◆ **Task requirements**:
1) From the page text, transcribe everything from "print(dataset['actions'].shape)" up to and including "to the logits.".
2) According to the page text, which loss function will be used for the network?
3) Check each statement against the page text and answer yes or no. Support each answer with the deciding words of the text, quoted exactly. (a) Each demonstration file holds two arrays. (b) The output layer of the network should include a Softmax activation. (c) The network receives continuous observations as its input.

◆ **Page text**:

Demonstrations are stored in the `demos/` folder as `.npz` files. Each file contains two arrays: `observations` and `actions`. The `observations` array contains the state information, while the `actions` array contains the corresponding *discrete* actions taken by the expert.

File `"lunar_lander_10.npz` contains 10 expert demonstrations (full episodes).


In [1]:
import numpy as np
# load dictionary from a npz file
loaded = np.load("datasets/lunar_lander_10.npz")
dataset = dict(loaded)
print(dataset['observations'].shape)
print(dataset['actions'].shape)

(2838, 8)
(2838,)


## Neural network architecture to clone the Expert

Create a neural network that takes the continuous observations as input and outputs one value per discrete action available in the environment. Add also a couple of hidden layers like in the previous agents. We will use the **Cross-Entropy loss function**, which is suitable for classification problems with C classes. It computes the cross-entropy loss between the predicted *logits* and the target class. Therefore, the output layer should not include a `Softmax` activation, since the loss function internally applies it to the logits.

In [None]:
import torch as T
import torch.nn as nn
import torch.optim as optim
import torch.nn.functional as F
import numpy as np

class BCNetwork(nn.Module):
    def __init__(self, input_dims, fc1_dims, fc2_dims, n_actions):
        # Cretate the neural network architecture
        ...

    def forward(self, state):
        # Define the forward pass
        ...

◆ **Collected material**:
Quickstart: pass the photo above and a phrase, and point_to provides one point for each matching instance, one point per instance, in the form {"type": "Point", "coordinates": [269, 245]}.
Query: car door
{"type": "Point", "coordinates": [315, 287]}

◆ **List of solutions**:
1)
print(dataset['actions'].shape)

(2838, 8)
(2838,)


## Neural network architecture to clone the Expert

Create a neural network that takes the continuous observations as input and outputs one value per discrete action available in the environment. Add also a couple of hidden layers like in the previous agents. We will use the **Cross-Entropy loss function**, which is suitable for classification problems with C classes. It computes the cross-entropy loss between the predicted *logits* and the target class. Therefore, the output layer should not include a `Softmax` activation, since the loss function internally applies it to the logits.

2) The Cross-Entropy loss function.

3)
(a) Yes: "Each file contains two arrays"
(b) No: "the output layer should not include a `Softmax` activation"
(c) Yes: "takes the continuous observations as input"